#### [What you are asked to do]
Comb the records below for the string "front" and copy each line where it turns up.

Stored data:
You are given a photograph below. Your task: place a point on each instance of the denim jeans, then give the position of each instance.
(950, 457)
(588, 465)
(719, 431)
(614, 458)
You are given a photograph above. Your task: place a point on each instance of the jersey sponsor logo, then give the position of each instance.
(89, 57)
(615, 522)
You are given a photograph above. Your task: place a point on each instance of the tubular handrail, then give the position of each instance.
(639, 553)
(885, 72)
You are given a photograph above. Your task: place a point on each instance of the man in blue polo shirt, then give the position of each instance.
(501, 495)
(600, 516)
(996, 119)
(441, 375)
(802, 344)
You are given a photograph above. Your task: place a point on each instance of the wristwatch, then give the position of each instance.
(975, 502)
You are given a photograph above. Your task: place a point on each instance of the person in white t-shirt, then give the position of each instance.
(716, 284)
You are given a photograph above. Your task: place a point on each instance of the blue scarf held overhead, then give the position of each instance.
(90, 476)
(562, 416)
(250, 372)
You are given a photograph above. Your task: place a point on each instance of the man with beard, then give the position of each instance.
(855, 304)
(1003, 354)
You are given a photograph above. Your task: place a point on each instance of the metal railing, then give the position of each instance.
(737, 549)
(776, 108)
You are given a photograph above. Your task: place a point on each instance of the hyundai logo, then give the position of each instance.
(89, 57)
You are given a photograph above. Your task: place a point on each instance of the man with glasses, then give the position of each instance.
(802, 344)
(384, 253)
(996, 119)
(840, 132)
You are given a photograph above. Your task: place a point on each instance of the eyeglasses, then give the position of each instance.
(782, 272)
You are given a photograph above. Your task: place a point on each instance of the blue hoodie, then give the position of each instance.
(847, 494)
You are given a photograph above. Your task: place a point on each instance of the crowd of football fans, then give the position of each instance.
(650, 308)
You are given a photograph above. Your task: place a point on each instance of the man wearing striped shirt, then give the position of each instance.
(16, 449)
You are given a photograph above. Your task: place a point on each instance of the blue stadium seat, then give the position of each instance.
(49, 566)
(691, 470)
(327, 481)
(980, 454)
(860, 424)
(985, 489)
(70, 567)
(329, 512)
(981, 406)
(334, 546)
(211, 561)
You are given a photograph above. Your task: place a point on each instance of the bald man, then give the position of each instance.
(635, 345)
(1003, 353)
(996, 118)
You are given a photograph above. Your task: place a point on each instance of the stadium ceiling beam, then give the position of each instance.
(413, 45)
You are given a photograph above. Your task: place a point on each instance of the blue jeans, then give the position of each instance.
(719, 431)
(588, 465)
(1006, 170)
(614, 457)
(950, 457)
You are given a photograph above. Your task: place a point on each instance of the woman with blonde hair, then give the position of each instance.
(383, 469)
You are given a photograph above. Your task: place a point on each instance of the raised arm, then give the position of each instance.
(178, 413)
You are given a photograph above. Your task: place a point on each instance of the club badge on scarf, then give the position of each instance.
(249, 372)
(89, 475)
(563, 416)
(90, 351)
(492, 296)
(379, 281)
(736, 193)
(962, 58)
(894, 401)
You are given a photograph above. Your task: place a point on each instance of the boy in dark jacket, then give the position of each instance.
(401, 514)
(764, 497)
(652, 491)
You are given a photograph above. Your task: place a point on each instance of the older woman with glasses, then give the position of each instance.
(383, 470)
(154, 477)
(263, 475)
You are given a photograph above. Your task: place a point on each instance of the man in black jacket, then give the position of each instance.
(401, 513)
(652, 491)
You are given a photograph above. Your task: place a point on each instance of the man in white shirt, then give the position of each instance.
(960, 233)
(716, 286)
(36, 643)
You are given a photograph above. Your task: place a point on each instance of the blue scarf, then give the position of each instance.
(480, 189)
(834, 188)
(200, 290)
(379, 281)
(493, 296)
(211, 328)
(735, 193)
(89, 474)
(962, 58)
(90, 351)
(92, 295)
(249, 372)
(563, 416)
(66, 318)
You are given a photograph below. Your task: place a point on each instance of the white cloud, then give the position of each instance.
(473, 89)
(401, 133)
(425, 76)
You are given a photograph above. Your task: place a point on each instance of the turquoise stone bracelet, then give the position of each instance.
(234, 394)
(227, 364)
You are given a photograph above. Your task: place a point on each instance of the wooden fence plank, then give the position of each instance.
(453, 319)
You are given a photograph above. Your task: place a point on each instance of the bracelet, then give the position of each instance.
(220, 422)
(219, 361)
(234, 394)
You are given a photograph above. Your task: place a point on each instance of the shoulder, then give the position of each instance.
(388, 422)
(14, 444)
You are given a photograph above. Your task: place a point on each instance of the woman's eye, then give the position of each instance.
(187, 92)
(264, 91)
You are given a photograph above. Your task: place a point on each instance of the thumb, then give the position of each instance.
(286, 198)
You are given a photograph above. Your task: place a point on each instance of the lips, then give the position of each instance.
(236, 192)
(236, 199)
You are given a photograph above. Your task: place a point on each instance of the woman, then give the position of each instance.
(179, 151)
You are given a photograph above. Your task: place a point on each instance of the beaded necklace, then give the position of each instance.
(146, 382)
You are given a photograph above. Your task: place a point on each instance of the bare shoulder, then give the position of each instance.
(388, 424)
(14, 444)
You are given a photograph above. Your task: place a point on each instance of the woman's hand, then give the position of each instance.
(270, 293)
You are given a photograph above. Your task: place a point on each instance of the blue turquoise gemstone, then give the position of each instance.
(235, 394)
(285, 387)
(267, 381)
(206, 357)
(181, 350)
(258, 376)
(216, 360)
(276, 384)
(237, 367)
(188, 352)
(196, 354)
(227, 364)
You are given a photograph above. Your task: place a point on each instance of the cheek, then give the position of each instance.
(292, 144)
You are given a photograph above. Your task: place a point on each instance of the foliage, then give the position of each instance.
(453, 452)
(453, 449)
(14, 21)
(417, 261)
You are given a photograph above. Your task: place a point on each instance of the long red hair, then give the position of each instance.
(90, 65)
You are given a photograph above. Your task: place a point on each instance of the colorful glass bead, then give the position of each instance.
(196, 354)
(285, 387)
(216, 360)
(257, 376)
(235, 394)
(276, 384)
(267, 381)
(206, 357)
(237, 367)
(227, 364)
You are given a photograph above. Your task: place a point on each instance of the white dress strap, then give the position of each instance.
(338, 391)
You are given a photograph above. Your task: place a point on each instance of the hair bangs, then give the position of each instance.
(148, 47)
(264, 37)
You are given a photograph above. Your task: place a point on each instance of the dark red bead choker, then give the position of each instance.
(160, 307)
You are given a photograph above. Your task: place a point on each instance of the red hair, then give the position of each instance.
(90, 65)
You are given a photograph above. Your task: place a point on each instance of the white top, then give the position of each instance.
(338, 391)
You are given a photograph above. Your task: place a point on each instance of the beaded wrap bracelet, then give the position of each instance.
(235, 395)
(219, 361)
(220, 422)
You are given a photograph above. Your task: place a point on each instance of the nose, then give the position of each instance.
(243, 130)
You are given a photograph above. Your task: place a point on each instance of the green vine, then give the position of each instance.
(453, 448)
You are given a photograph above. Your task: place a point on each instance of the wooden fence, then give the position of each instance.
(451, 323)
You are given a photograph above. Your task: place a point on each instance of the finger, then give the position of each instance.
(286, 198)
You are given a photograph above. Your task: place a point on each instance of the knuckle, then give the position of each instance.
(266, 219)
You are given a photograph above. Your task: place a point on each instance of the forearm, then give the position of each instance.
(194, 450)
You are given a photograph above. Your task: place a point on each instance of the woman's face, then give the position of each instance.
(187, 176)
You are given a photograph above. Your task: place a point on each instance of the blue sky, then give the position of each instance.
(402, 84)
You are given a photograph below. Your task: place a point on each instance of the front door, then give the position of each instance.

---

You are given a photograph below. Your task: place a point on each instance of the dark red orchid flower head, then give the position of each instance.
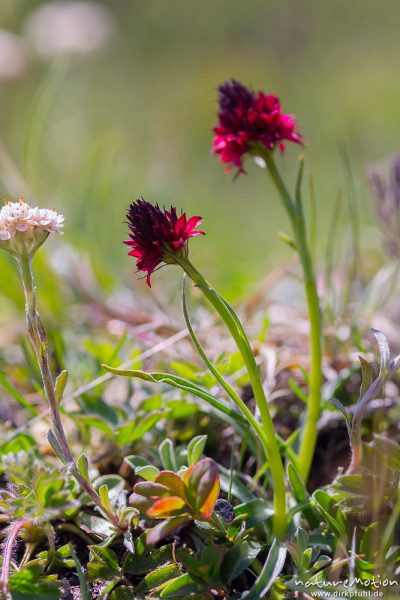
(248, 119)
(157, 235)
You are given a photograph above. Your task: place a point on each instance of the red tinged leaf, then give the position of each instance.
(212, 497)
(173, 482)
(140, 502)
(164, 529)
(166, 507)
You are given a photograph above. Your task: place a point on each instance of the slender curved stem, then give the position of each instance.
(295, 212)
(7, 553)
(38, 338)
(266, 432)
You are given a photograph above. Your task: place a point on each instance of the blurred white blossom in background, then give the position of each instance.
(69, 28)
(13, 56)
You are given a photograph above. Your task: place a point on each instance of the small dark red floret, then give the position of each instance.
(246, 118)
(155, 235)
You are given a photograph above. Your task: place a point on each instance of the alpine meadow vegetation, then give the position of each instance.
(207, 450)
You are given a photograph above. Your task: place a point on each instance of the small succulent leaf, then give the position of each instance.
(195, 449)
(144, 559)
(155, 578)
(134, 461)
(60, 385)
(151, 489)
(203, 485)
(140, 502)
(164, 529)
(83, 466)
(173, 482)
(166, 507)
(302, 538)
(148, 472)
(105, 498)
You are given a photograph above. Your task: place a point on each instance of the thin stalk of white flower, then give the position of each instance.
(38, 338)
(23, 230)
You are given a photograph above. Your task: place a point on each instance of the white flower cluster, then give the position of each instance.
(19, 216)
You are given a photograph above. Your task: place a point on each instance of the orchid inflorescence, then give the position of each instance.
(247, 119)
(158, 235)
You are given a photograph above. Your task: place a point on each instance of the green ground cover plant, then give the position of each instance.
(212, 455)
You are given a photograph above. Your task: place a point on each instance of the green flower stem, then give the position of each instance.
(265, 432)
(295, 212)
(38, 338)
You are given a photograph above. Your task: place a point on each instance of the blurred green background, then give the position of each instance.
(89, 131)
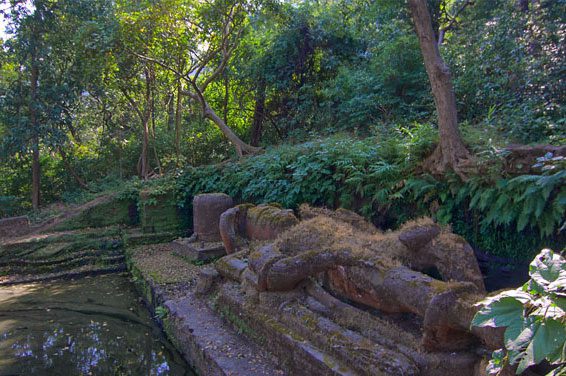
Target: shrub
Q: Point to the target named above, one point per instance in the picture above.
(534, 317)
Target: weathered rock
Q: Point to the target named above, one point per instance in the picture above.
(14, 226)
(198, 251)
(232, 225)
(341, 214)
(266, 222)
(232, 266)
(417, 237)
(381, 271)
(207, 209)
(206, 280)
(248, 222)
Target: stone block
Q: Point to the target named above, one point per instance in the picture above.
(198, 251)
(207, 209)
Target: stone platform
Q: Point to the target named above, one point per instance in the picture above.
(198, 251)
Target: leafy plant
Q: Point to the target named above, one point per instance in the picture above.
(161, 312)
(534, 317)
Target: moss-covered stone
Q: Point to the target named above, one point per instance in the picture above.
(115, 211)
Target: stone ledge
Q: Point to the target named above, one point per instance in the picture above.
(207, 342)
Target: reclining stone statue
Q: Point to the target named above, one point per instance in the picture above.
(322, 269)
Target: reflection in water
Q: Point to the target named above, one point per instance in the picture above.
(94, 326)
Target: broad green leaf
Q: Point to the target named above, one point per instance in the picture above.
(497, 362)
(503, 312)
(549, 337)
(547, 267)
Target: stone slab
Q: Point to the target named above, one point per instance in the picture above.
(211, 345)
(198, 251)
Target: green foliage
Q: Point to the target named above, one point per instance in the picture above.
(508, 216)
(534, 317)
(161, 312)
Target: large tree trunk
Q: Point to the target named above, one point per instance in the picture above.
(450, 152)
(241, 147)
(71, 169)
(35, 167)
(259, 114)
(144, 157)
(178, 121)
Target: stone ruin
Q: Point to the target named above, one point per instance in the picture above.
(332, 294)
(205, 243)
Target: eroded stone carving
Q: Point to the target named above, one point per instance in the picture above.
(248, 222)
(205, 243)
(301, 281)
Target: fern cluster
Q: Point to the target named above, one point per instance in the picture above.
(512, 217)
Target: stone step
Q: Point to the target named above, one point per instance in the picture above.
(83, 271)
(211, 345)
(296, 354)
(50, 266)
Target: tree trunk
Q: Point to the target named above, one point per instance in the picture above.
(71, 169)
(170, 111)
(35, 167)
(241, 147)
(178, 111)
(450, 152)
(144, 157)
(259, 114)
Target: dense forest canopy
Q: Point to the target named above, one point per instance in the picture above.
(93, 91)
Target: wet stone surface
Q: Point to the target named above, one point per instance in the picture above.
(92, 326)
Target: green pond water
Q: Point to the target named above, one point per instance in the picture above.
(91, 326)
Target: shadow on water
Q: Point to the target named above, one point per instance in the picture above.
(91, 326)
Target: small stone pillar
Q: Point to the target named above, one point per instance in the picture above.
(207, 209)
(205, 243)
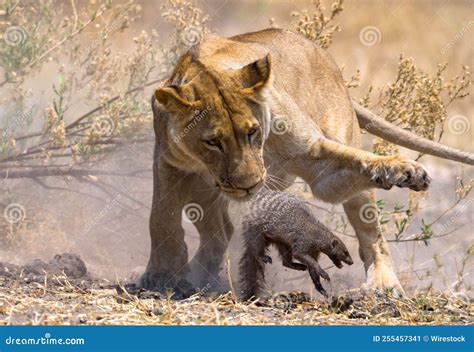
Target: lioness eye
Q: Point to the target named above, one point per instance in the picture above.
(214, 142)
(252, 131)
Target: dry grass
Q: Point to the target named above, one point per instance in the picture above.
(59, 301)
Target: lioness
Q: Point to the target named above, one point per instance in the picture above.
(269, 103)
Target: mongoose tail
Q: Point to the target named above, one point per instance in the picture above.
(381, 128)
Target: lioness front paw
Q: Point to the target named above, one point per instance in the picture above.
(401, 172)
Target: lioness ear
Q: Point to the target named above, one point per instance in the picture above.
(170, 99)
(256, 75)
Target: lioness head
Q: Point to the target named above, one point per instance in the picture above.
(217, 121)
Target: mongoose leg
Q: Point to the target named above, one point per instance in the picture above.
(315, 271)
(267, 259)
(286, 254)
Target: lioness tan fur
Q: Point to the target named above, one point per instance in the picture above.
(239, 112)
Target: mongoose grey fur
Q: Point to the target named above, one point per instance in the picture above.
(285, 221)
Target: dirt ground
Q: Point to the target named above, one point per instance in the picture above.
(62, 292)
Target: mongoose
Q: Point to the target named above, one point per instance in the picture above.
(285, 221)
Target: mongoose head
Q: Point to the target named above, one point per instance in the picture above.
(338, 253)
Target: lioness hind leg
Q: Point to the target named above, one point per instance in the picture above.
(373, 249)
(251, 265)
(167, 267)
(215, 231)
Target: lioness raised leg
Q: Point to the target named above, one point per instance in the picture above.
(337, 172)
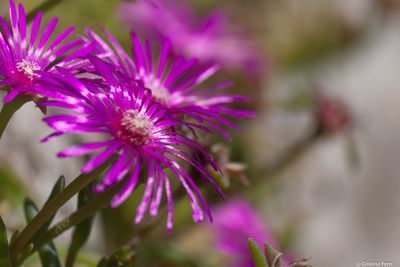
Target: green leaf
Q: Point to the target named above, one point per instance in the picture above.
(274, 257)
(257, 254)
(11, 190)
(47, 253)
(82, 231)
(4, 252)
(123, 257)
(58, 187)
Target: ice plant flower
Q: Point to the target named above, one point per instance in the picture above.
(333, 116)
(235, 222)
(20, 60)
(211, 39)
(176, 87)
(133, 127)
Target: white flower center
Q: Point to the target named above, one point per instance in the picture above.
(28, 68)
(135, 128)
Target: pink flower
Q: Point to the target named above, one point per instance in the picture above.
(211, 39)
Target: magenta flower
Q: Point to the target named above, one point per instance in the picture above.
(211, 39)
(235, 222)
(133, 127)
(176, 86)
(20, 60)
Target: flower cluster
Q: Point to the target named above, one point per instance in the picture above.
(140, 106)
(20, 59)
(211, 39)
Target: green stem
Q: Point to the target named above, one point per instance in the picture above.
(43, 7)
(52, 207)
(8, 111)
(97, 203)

#### [Result of this task]
You are given a photograph below. Your task: place a point on each instance of the front door, then give the position of each instance.
Target: lioness front paw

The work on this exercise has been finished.